Caffeine is a common ingredient in sports drinks and supplements with manufactures making claims such as ‘improves mental focus’ or ‘aids fat burning’, but what effects does caffeine really have on exercise performance?
Many people report a perceived improvement in exercise performance or enjoyment after caffeine, but any coffee addict will tell you the world is generally a better place after a cup whether exercising or not. Simply put, caffeine makes us feel good, and therefore could make hard exercise more bearable. Caffeine can also heighten alertness and concentration in the short term which could have a beneficial effect in sports or activities where improved mental acuity will impact performance.
In a 2011 study the Carnegie Research Institute, Leeds Metropolitan University found that caffeine ingested 1 hour prior to exercise “maintains a more positive subjective experience during prolonged cycling”. It is possible then that if you feel better during exercise you may work harder. However, according to a study by the Department of Sports Studies, University of Stirling, performance itself was not affected by caffeine during a 100km cycling time trial. The experiment tested eight trained male cyclists over a 100km time trial including pre-determined periods of high intensity exertion. Three separate trials were carried out using 6mg caffeine per kg of body-weight versus a placebo. They concluded that “Caffeine may be without ergogenic benefit during endurance exercise in which the athlete begins exercise with a defined, predetermined goal measured as speed or distance.” Interestingly the study did show that mean heart rates during the high intensity intervals were slightly elevated for the caffeine group without any impact on performance, although no explanation was offered for this effect.
Caffeine reduces blood supply to the heart
Researchers at the University Hospital Zurich and Center for Integrative Human Physiology CIHP inZurich, found that caffeine reduced blood supply to the heart during exercise.
The subjects ingested a 200mg caffeine tablet 50 minutes prior to exercising on a stationary bicycle. They were tested immediately prior and post exercise. One group carried out the exercise in a chamber designed to mimic the effects of high altitude (approximately 15,000ft). Blood flow normally increases in response to exercise, and the results indicated that caffeine reduces the body’s ability to boost blood flow to the muscle of the heart on demand. The ratio of exercise blood flow to resting blood flow, called the myocardial flow reserve, was 22 percent lower in the group at normal air pressure after ingesting caffeine and 39 percent lower in the group in the high-altitude chamber.

## Study material

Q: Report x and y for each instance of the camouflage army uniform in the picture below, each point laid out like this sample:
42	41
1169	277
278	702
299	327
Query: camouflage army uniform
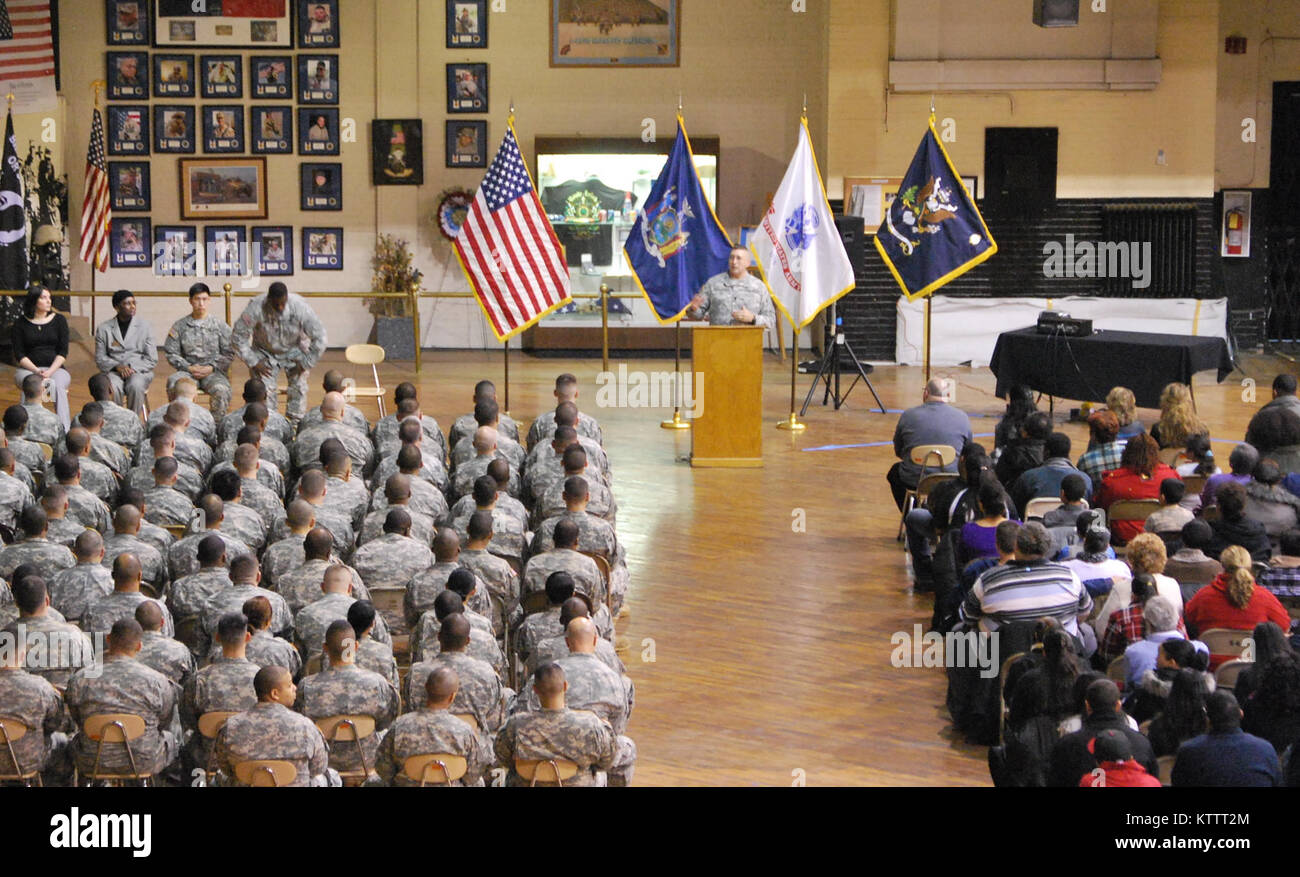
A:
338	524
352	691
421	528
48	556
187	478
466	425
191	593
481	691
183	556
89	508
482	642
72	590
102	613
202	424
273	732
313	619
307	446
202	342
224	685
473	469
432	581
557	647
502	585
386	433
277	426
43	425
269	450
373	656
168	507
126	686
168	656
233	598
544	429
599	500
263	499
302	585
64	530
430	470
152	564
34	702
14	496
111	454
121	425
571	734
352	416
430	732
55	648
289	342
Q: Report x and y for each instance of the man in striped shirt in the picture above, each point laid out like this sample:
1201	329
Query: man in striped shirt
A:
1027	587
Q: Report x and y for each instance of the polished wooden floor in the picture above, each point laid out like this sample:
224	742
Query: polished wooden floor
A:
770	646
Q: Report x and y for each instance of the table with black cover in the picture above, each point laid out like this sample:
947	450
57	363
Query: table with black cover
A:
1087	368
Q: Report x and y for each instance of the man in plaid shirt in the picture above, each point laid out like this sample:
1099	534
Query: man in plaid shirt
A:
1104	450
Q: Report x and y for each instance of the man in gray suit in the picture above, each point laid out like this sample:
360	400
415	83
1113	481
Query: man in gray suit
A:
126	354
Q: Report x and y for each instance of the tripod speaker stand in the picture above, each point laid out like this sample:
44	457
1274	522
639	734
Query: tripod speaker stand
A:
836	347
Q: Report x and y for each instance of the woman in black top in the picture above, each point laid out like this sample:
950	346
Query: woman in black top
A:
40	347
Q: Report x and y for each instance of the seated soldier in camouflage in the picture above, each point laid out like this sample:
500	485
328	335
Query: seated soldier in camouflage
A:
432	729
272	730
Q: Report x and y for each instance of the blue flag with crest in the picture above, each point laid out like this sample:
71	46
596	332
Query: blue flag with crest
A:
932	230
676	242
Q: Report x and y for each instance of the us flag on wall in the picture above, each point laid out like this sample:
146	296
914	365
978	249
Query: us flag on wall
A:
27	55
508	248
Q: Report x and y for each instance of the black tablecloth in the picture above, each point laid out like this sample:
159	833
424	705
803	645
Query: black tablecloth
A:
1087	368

## Task brief
Retype the passage of the caffeine article starting with "The subjects ingested" and going on through "the high-altitude chamber.". The items that come after the caffeine article were taken from a separate source.

## Solution to the exercise
The subjects ingested a 200mg caffeine tablet 50 minutes prior to exercising on a stationary bicycle. They were tested immediately prior and post exercise. One group carried out the exercise in a chamber designed to mimic the effects of high altitude (approximately 15,000ft). Blood flow normally increases in response to exercise, and the results indicated that caffeine reduces the body’s ability to boost blood flow to the muscle of the heart on demand. The ratio of exercise blood flow to resting blood flow, called the myocardial flow reserve, was 22 percent lower in the group at normal air pressure after ingesting caffeine and 39 percent lower in the group in the high-altitude chamber.